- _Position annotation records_
· · · · ·
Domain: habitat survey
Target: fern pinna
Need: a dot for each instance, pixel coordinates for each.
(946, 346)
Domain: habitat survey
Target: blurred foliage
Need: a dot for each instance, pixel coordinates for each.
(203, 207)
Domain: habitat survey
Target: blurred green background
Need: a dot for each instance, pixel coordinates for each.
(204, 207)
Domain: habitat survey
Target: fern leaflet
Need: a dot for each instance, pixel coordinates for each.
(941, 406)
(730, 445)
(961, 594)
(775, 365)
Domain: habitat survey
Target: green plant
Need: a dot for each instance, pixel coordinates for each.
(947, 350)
· · · · ·
- _What is asked_
Could you rewrite the records with every "habitat survey" swapped for "vegetation survey" and nothing else changed?

- _Completed task_
Domain: vegetation survey
Target: fern pinna
Need: a dot for each instance, pixel coordinates for each.
(946, 346)
Domain: vegetation survey
Target: blurred foliage
Need: a dot for each instance, pixel coordinates for each.
(203, 207)
Domain: vegetation survey
Target: blurred green background
Need: a dot for each instance, pixel coordinates for each.
(204, 207)
Domain: vegetation survey
Target: fern leaflet
Need: a dot for each instance, pixel coordinates for each.
(941, 406)
(730, 445)
(961, 594)
(775, 365)
Domain: vegetation survey
Target: green plant
Need: a dot for each instance, pixel coordinates for each.
(947, 350)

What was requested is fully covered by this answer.